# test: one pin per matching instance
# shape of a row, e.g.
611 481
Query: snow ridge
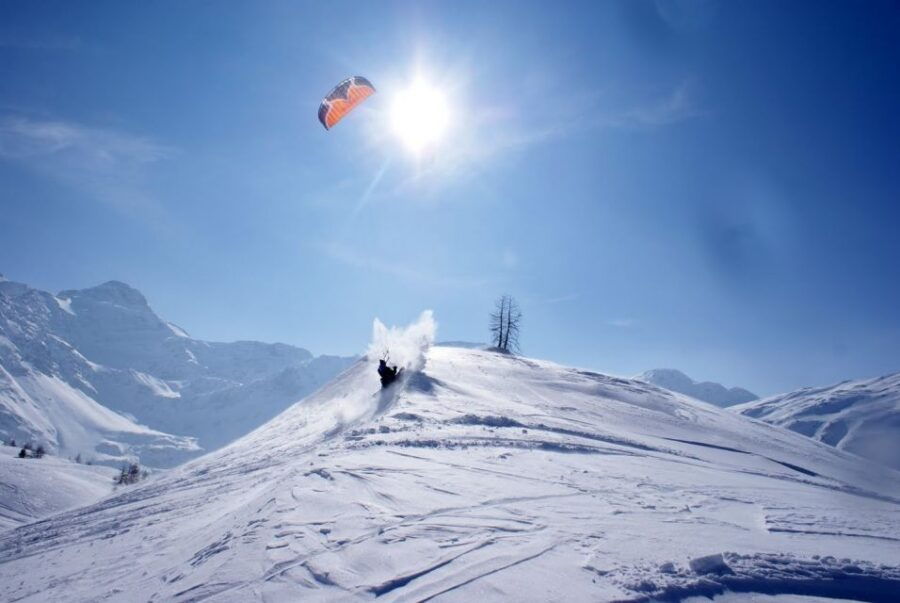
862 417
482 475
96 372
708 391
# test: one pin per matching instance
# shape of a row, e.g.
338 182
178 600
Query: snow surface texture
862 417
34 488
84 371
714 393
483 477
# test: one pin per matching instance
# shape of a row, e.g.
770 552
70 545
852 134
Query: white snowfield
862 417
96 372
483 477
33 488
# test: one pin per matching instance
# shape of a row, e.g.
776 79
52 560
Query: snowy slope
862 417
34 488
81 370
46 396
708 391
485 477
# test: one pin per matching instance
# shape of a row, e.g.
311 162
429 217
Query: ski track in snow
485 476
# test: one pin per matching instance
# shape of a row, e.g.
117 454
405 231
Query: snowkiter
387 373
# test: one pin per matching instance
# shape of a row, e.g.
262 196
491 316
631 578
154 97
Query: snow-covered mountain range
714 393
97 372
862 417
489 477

------------------------------------------------------------------------

## [Aim of the exercise]
For every line above, produce an exact transcription that omits the images.

## [Task solution]
# test: one pin per matching instance
# shape of a row, e.g.
611 481
Query: snow ridge
862 417
482 475
96 372
708 391
# test: one pin per matching instance
# shape of a row, e.g.
338 182
178 600
Query: snow surface texture
862 417
34 488
84 371
714 393
483 477
# test: one pin per matching instance
# shape of a row, e.g.
770 552
70 545
852 134
Query: white snowfield
862 417
96 372
483 477
33 488
# test: one pin per matching instance
# shape of a row, e.g.
776 79
52 560
Query: snowy slope
862 417
34 488
81 370
46 396
708 391
485 477
# test: one pin per matching instance
# shape of a row, e.g.
311 162
429 217
Query: ski track in snow
485 476
# test: one pin per matching instance
# shape of a row, e.g.
117 454
405 231
Query: snowkiter
387 373
# test: one pin per matching instance
# shape of a row, e.g.
262 196
491 316
631 578
154 97
Query: snow-covered mountain range
714 393
97 372
862 417
489 477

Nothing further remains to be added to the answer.